*Work task:* Transcribe only what runs from the line including "Someone claims the folded" through the last line of the entries, exactly as it appears.

*Stored records:*
---*---

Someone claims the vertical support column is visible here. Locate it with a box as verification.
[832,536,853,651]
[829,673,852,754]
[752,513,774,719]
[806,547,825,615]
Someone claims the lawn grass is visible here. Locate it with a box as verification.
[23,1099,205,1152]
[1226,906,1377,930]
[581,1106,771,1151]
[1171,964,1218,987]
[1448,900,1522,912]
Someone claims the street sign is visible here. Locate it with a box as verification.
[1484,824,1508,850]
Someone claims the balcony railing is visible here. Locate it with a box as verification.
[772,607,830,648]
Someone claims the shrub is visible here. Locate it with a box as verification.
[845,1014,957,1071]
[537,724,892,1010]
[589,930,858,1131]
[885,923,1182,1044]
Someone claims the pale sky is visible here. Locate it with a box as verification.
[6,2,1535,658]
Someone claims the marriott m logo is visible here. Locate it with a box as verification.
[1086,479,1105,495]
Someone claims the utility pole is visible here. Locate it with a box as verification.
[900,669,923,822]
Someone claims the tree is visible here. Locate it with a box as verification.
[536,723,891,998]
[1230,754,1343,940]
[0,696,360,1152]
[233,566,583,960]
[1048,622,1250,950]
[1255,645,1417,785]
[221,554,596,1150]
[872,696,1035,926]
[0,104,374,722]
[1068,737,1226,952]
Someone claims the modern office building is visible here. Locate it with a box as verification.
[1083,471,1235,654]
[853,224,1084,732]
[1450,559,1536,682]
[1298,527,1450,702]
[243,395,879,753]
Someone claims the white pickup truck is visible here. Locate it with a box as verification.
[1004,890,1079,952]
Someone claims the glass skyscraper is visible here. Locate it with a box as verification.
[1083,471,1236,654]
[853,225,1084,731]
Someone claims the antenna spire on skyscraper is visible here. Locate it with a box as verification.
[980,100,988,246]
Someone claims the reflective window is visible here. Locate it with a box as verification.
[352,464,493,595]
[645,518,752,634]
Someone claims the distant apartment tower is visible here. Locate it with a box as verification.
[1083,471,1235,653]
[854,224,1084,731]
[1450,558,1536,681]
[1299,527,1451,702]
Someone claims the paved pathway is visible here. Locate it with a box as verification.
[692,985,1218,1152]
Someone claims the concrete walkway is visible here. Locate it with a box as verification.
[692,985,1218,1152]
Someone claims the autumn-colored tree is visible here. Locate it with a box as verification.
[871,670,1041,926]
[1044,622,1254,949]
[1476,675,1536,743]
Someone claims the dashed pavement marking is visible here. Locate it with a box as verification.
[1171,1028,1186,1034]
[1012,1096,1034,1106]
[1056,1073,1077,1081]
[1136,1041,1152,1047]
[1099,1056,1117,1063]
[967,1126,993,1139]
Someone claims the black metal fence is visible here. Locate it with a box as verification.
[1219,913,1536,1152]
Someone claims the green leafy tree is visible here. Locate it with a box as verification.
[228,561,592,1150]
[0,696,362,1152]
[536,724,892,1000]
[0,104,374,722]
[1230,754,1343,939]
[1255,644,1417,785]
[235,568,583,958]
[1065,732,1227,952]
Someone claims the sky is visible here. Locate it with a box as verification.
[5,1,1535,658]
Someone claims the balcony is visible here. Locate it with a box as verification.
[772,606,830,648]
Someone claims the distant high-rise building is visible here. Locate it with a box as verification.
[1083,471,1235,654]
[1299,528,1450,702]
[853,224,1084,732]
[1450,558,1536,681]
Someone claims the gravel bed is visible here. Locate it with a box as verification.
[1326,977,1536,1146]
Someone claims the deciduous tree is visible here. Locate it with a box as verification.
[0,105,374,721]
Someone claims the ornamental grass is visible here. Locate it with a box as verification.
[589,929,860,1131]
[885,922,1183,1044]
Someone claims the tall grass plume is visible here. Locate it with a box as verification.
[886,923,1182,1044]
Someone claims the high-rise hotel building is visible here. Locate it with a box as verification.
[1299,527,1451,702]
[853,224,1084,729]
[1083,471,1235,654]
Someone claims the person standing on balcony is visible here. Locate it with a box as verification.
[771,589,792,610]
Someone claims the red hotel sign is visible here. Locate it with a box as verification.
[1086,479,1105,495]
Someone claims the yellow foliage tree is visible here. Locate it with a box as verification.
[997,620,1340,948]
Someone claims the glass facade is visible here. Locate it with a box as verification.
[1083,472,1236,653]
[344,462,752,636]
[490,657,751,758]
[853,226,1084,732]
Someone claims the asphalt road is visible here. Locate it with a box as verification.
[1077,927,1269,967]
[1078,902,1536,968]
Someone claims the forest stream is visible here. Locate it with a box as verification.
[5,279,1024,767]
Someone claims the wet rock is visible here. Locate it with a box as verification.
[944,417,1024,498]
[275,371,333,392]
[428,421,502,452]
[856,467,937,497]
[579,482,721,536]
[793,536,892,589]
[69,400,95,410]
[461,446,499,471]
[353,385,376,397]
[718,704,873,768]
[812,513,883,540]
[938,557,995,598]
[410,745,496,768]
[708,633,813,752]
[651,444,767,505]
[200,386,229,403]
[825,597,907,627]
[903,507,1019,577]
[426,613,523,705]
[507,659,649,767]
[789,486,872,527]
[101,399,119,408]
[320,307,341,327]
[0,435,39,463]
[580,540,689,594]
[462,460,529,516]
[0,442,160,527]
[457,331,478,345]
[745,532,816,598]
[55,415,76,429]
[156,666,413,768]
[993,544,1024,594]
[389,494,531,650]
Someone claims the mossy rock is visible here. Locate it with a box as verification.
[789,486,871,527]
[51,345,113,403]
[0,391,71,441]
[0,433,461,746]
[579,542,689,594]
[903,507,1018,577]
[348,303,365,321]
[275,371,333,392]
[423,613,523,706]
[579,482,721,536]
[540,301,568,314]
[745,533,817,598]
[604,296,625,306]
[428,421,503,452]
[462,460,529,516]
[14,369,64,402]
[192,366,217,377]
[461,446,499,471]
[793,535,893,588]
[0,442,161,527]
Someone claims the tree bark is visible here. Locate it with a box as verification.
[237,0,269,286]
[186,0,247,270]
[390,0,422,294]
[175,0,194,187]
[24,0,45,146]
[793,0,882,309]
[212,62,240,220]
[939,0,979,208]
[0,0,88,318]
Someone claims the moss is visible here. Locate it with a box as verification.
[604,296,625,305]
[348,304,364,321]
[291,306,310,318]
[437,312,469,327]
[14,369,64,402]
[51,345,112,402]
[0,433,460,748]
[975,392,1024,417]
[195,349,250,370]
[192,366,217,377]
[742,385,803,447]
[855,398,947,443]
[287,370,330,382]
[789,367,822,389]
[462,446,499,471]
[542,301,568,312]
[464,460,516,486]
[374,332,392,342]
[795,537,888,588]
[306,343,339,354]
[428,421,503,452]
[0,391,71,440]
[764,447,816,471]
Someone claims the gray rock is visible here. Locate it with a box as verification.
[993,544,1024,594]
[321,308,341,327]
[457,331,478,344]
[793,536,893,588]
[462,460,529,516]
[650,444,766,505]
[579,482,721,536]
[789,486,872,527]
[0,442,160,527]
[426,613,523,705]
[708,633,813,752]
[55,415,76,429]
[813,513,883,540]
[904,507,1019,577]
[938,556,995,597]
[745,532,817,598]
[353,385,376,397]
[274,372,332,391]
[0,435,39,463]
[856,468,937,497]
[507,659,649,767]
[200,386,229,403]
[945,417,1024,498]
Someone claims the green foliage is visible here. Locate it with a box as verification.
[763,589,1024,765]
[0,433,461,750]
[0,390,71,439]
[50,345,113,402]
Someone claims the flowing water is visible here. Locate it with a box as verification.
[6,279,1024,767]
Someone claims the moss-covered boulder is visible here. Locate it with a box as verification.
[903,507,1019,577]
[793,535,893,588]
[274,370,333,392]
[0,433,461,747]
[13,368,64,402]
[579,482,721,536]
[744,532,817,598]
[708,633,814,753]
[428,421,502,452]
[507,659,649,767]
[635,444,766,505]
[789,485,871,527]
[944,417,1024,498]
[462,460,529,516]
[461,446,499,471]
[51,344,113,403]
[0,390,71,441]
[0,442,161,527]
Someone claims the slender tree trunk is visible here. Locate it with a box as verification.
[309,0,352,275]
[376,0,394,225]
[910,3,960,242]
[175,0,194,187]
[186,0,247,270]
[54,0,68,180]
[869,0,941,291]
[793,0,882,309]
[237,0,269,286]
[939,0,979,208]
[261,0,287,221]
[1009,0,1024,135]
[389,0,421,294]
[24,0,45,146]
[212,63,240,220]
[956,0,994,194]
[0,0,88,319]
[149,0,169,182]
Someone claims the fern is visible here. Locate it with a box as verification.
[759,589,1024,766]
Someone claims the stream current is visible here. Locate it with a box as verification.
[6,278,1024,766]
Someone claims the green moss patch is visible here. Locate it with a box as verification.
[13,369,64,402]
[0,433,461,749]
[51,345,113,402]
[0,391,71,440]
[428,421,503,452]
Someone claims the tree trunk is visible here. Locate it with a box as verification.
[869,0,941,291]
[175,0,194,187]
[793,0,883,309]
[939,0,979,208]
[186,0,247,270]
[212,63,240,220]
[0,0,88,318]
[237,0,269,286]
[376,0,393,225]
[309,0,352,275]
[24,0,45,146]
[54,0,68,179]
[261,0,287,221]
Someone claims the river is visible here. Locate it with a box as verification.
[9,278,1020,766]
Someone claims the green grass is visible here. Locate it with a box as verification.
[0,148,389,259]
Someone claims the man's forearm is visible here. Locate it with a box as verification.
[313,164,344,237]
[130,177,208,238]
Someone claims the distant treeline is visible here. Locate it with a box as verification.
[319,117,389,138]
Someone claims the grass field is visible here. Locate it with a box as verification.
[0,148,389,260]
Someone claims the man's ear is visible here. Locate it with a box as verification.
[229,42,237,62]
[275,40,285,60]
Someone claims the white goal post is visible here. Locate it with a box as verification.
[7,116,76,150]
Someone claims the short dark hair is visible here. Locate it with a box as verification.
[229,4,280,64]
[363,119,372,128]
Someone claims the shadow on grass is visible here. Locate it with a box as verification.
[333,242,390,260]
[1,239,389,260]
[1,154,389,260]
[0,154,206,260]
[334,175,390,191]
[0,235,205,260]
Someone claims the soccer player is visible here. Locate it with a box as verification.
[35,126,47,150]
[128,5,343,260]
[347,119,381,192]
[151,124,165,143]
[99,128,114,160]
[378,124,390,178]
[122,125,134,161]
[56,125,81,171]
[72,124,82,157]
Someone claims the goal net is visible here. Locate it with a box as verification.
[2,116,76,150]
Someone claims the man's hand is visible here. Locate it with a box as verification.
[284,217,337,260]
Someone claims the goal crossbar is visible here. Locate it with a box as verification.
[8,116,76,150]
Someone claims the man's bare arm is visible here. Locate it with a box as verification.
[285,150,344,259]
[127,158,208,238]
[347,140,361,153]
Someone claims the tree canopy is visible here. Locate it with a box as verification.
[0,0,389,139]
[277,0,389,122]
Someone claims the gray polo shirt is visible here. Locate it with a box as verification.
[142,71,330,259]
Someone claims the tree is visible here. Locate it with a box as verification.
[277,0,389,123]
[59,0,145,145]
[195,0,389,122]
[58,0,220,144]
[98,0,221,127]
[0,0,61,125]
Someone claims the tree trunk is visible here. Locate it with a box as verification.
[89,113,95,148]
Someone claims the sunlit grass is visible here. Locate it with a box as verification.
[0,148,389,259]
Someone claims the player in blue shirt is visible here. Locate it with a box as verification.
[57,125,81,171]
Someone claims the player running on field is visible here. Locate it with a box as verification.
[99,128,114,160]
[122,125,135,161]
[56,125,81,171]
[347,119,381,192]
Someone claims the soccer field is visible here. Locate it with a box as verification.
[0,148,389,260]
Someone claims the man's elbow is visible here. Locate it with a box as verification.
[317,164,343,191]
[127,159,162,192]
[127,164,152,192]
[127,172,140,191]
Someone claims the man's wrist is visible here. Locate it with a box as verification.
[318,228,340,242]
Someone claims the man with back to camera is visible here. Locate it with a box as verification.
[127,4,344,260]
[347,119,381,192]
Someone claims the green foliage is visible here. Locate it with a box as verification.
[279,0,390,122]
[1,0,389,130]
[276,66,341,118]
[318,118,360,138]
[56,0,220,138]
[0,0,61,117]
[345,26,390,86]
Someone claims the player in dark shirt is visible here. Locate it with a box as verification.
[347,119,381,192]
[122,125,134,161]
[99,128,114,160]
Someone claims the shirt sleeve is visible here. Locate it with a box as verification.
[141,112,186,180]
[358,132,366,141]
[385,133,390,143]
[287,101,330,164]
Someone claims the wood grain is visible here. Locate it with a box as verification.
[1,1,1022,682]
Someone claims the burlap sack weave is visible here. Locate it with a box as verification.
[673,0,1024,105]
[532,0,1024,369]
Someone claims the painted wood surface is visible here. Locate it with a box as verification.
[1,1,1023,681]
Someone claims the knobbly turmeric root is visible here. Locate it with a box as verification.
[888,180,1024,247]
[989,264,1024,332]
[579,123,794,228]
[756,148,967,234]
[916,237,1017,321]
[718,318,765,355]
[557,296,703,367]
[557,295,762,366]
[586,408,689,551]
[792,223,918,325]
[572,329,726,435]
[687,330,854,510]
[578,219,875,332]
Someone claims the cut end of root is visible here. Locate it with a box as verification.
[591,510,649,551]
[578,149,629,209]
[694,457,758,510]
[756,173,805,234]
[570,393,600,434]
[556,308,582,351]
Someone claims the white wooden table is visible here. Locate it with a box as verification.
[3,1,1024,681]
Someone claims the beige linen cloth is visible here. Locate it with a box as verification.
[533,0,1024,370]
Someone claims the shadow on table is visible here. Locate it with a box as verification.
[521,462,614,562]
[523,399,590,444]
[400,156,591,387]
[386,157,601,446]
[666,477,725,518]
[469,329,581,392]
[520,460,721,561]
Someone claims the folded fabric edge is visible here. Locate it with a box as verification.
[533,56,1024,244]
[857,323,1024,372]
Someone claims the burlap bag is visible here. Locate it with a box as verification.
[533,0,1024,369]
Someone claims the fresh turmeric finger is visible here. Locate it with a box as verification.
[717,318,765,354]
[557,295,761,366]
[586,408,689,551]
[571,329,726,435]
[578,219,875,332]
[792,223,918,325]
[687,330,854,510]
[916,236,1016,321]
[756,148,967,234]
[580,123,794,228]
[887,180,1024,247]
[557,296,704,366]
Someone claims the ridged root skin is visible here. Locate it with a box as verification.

---*---

*Task answer:*
Someone claims the folded fabric edge is visible here. Locate it with a box as verification.
[533,56,1024,244]
[857,323,1024,372]
Someone claims the burlap bag is visible here. Locate it with a box as verification.
[533,0,1024,369]
Someone claims the fresh turmeric finger is visible here. Locate it with a box as verification.
[717,318,765,354]
[557,295,761,366]
[586,408,689,551]
[571,329,726,435]
[578,219,875,332]
[792,223,918,325]
[687,330,854,510]
[916,236,1016,321]
[756,148,967,234]
[580,123,794,228]
[887,180,1024,247]
[557,296,704,366]
Someone claims the ridged root skin is visible here. Locate it with a box as verification.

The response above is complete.